* **Work item**
Copy without pictures. Please restate each line of the listing exactly.

___ Raw data

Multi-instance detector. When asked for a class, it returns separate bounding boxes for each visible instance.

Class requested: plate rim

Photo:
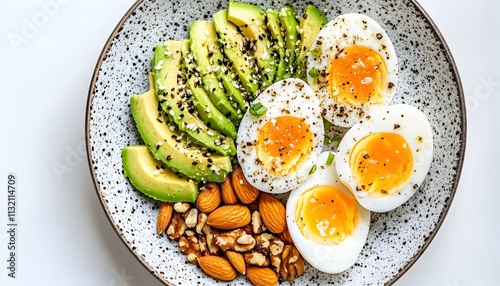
[84,0,467,285]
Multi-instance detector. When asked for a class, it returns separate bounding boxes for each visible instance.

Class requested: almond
[198,256,237,281]
[226,250,246,274]
[221,176,239,205]
[246,267,279,286]
[259,193,286,234]
[231,165,260,204]
[157,202,173,234]
[196,182,221,213]
[278,227,293,245]
[207,204,251,229]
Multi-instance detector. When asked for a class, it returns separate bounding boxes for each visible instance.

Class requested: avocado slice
[178,40,238,139]
[266,9,286,81]
[227,0,277,88]
[122,145,198,202]
[294,4,328,80]
[279,5,299,78]
[190,21,247,112]
[188,23,242,124]
[152,40,236,156]
[213,10,259,97]
[130,73,232,183]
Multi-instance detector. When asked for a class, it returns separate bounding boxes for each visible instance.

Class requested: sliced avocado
[279,5,299,78]
[130,73,232,183]
[190,21,247,112]
[122,145,198,202]
[213,10,259,96]
[152,40,236,156]
[227,0,277,88]
[178,40,238,139]
[188,23,242,124]
[266,9,286,81]
[294,4,328,80]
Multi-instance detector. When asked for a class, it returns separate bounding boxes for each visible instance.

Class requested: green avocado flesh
[278,5,299,78]
[213,9,259,96]
[295,4,328,80]
[122,145,199,203]
[188,22,242,123]
[152,40,236,156]
[176,40,238,140]
[190,20,247,112]
[227,0,277,88]
[266,9,287,81]
[130,74,232,183]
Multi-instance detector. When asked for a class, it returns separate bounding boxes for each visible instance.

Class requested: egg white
[336,104,434,212]
[307,13,398,128]
[286,151,371,274]
[236,78,324,193]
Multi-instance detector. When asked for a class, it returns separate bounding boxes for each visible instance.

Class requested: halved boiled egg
[336,104,434,212]
[287,151,370,273]
[236,78,324,193]
[307,13,398,127]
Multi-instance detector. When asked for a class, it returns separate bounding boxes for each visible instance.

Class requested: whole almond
[226,250,246,274]
[207,204,251,230]
[196,182,221,213]
[259,193,286,234]
[157,202,173,234]
[231,165,260,204]
[198,256,237,281]
[221,176,239,205]
[246,267,279,286]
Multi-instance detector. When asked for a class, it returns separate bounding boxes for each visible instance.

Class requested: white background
[0,0,498,285]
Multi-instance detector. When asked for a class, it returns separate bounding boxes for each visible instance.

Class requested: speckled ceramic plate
[86,0,466,285]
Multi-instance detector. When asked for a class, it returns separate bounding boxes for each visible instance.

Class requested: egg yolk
[328,45,389,107]
[295,185,358,245]
[256,115,313,176]
[349,132,414,196]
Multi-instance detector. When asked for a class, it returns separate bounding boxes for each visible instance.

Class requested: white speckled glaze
[86,0,466,285]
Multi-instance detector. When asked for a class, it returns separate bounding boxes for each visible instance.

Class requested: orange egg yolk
[349,132,414,196]
[256,115,313,176]
[295,185,358,245]
[328,45,389,107]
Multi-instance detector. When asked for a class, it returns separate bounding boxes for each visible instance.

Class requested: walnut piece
[166,212,187,240]
[195,212,208,234]
[244,251,270,267]
[253,233,274,256]
[179,235,201,264]
[202,224,221,255]
[278,245,304,281]
[251,211,267,234]
[184,208,198,228]
[214,229,256,252]
[173,202,190,213]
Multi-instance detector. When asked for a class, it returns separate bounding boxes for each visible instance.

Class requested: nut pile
[157,166,305,285]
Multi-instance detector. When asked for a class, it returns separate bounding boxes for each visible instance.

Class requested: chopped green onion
[323,118,332,132]
[324,134,342,146]
[308,68,319,79]
[324,136,331,145]
[326,152,335,166]
[331,135,342,143]
[249,102,268,116]
[309,164,317,175]
[311,48,321,57]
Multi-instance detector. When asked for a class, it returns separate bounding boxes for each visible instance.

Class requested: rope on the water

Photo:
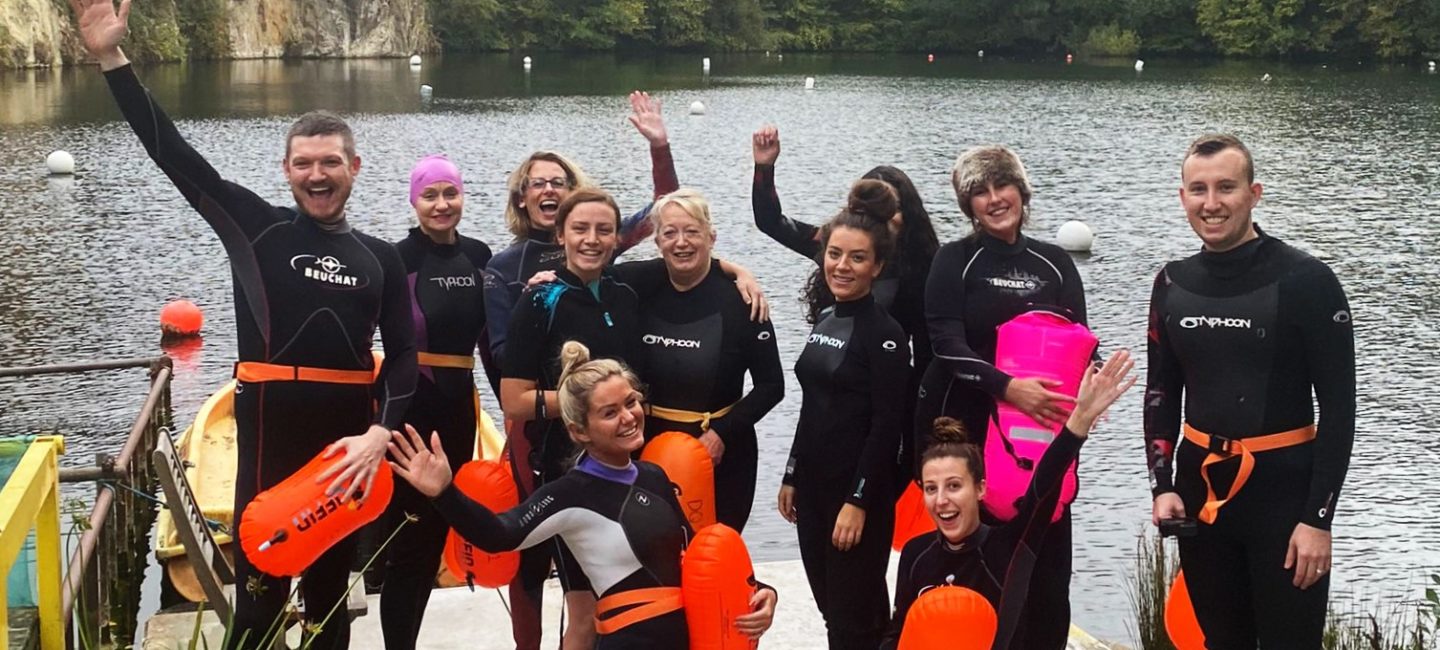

______

* **Written answer**
Multi-instance detector. When asked for a class, it returns separate bounding boxes for each visible instance.

Class requested: plate rim

Photo:
[84,0,467,285]
Multi-instance detector. When asked for a class, it returns separate bounding boxes for each visible instance.

Class requested: almond
[198,256,237,281]
[226,250,246,274]
[221,176,239,205]
[246,267,279,286]
[259,193,286,234]
[231,165,260,204]
[157,202,173,234]
[196,182,221,213]
[278,227,293,245]
[207,204,251,229]
Multi-instance detector. When asked for a class, it returns separate bounding boxes for each visible instance.

Class requested: avocado slice
[178,40,238,139]
[266,9,286,81]
[227,0,277,88]
[122,145,198,202]
[294,4,328,80]
[279,5,299,78]
[190,21,247,112]
[188,23,242,124]
[152,40,236,156]
[213,10,259,97]
[130,73,232,183]
Multi-instance detector. When asked for a class, it returns separate bounding boxes for each visible instance.

Class requested: sliced avocado
[279,5,299,78]
[130,73,232,183]
[190,21,247,112]
[122,145,198,202]
[213,10,259,96]
[152,40,236,156]
[227,0,277,88]
[178,40,238,139]
[188,23,242,124]
[266,9,286,81]
[294,4,328,80]
Multi-instance detector. When asked for a class, it returns separate bounding boxes for each visible instance.

Class requested: green avocado flesh
[278,5,299,78]
[213,9,259,96]
[295,4,328,80]
[122,145,199,203]
[188,22,242,123]
[152,40,236,156]
[176,40,238,140]
[190,20,247,112]
[227,0,277,88]
[266,9,287,81]
[130,74,232,183]
Multi-instance detector. When asked for a class, it returns separate bounding boxes for each visible instance.

Class requested: egg white
[336,104,434,212]
[307,13,398,128]
[286,151,371,274]
[236,78,324,193]
Multi-instance detector. When asked for a class, it returns separate bounding boxes for each visible instance.

Class requested: halved boiled egg
[336,104,434,212]
[287,151,370,273]
[236,78,324,193]
[307,13,398,127]
Multi-instance detector. When asked for a class, it returns separate bounding boxes for each visible instance.

Class requested: whole almond
[226,250,246,274]
[207,204,251,230]
[196,182,221,213]
[259,193,286,234]
[157,202,173,234]
[231,165,260,204]
[198,256,237,281]
[221,176,239,205]
[246,267,279,286]
Multi-instance detector. When asked for a class, it returns separate bounding boxes for each visible instance.

Class requested: white background
[0,0,498,285]
Multi-instance detector. When asked for a class, it returns separate bounding boxes for each visible instance.

Class requested: speckled ceramic plate
[86,0,466,285]
Multi-instance detector. When asked for a class, it returns separate bounding boxes for each visible instance.

Class requested: egg yolk
[328,45,389,107]
[295,185,358,245]
[256,115,313,176]
[349,132,414,196]
Multi-instance detector. When asked for a class, it returns separate bounding boxes for each visible instance.

Class requested: white speckled glaze
[86,0,466,285]
Multi-instance detector. When asked for a class, it returns separate bounding boxes for each visible instance.

Class requested: orange egg yolk
[349,132,414,196]
[256,115,313,176]
[295,185,358,245]
[328,45,389,107]
Multi-instance detector. When asked for a class, it returns separate bounding boxes for each visible instance.

Class requested: walnut piece
[166,212,187,240]
[195,212,208,234]
[244,251,270,267]
[253,233,274,256]
[179,235,201,264]
[202,224,221,255]
[278,245,304,281]
[251,211,267,234]
[184,208,198,228]
[214,229,256,252]
[173,202,190,213]
Multi-instance detector. When asked for a class, it returns separate bounding boxes for each visible instance.

Class requested: nut pile
[157,166,305,285]
Multi-instance detector. When asked for a class, it returns separate bounding boxes for each visible instance.

Class requested: chopped green onion
[323,118,332,132]
[324,134,342,146]
[308,68,319,79]
[324,136,331,145]
[326,152,335,166]
[331,135,342,143]
[249,102,268,116]
[309,164,317,175]
[311,48,321,57]
Multi-instance detector. When asked for a class, it returns separate bounding boxes for each visible instance.

Class requested: rope on the water

Photo:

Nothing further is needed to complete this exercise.